Directive 1 —
Using the forum thread on random numbers without repeats, answer these:
(a) How long a sequence can a 16-bit lfsr produce with no repeats?
(b) Which shuffle does the thread point to for avoiding bias?
(c) What generator could be used by someone who doesn't mind mediocre randomness properties?
Directive 2 — Write out the stretch of the forum thread on random numbers without repeats from "If a random" through "etc in turn.", word for word.

╭─ Supplied text

You may be interested in a linear feedback shift register.
We used to build these out of hardware, but I've also done them in software. It uses a shift register with some of the bits xor'ed and fed back to the input, and if you pick just the right "taps" you can get a sequence that's as long as the register size. That is, a 16-bit lfsr can produce a sequence 65535 long with no repeats. It's statistically random but of course eminently repeatable. Also, if it's done wrong, you can get some embarrassingly short sequences. If you look up the lfsr, you will find examples of how to construct them properly (which is to say, "maximal length").

A shuffle is a perfectly good way to do this (provided you do not introduce a bias using the naive algorithm). See Fisher-Yates shuffle.

If a random number is guaranteed to never repeat it is no longer random and the amount of randomness decreases as the numbers are generated (after nine numbers random(10) is rather predictable and even after only eight you have a 50-50 chance).

I understand tou don't want a shuffle for large ranges, since you'd have to store the whole list to do so.
Instead, use a reversible pseudo-random hash. Then feed in the values 0 1 2 3 4 5 6 etc in turn.
There are infinite numbers of hashes like this. They're not too hard to generate if they're restricted to a power of 2, but any base can be used.
Here's one that would work for example if you wanted to go through all 2^32 32 bit values. It's easiest to write because the implicit mod 2^32 of integer math works to your advantage in this case.
unsigned int reversableHash(unsigned int x)
{
x*=0xDEADBEEF;
x=x^(x>>17);
x*=0x01234567;
x+=0x88776655;
x=x^(x>>4);
x=x^(x>>9);
x*=0x91827363;
x=x^(x>>7);
x=x^(x>>11);
x=x^(x>>20);
x*=0x77773333;
return x;
}

If you don't mind mediocre randomness properties and if the number of elements allows it then you could use a linear congruential random number generator.

A shuffle is the best you can do for random numbers in a specific range with no repeats. The reason that the method you describe (randomly generate numbers and put them in a Set until you reach a specified length) is less efficient is because of duplicates. Theoretically, that algorithm might never finish. At best it will finish in an indeterminable amount of time, as compared to a shuffle, which will always run in a highly predictable amount of time.

╰─
╭─ Provided information

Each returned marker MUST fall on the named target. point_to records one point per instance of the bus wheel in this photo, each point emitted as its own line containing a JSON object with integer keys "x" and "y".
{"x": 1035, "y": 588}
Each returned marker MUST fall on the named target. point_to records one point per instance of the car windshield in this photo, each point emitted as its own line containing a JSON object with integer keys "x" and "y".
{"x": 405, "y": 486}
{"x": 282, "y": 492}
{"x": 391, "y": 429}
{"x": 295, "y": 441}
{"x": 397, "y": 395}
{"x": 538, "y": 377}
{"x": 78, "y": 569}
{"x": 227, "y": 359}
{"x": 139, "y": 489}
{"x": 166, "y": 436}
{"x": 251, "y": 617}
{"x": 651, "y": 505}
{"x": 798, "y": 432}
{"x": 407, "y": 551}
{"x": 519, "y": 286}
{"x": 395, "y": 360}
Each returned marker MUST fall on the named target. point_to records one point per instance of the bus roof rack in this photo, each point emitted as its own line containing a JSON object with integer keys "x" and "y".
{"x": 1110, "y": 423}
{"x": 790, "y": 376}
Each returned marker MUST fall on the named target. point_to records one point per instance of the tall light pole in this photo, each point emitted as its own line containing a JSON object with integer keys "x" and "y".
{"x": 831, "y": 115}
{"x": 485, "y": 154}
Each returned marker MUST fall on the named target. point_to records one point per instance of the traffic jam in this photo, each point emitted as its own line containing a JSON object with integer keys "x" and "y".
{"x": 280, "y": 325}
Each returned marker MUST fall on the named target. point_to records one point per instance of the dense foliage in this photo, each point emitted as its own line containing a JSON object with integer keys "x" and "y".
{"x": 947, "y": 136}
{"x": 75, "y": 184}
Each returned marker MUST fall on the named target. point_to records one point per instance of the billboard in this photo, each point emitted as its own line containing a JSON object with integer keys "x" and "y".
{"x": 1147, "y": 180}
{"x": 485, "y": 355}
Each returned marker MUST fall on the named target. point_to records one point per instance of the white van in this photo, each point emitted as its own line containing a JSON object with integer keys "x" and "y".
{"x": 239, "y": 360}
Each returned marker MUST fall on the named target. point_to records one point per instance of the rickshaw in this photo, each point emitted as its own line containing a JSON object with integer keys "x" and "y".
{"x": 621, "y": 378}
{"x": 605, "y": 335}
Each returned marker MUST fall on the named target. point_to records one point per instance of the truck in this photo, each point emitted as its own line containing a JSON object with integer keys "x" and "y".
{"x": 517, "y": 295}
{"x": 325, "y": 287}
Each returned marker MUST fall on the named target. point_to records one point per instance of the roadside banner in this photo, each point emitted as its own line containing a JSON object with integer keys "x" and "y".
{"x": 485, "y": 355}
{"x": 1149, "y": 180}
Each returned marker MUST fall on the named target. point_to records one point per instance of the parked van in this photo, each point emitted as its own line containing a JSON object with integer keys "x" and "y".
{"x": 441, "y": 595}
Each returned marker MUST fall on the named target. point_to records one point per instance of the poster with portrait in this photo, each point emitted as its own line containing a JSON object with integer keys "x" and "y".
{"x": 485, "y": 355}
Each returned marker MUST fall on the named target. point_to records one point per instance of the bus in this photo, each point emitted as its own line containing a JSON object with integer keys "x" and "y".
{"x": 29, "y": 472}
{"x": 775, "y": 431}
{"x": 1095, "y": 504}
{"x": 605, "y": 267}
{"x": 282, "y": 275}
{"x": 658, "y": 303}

╰─

Task solution 1 —
(a) 65535
(b) The Fisher-Yates shuffle
(c) A linear congruential random number generator

Task solution 2 —
If a random number is guaranteed to never repeat it is no longer random and the amount of randomness decreases as the numbers are generated (after nine numbers random(10) is rather predictable and even after only eight you have a 50-50 chance).

I understand tou don't want a shuffle for large ranges, since you'd have to store the whole list to do so.
Instead, use a reversible pseudo-random hash. Then feed in the values 0 1 2 3 4 5 6 etc in turn.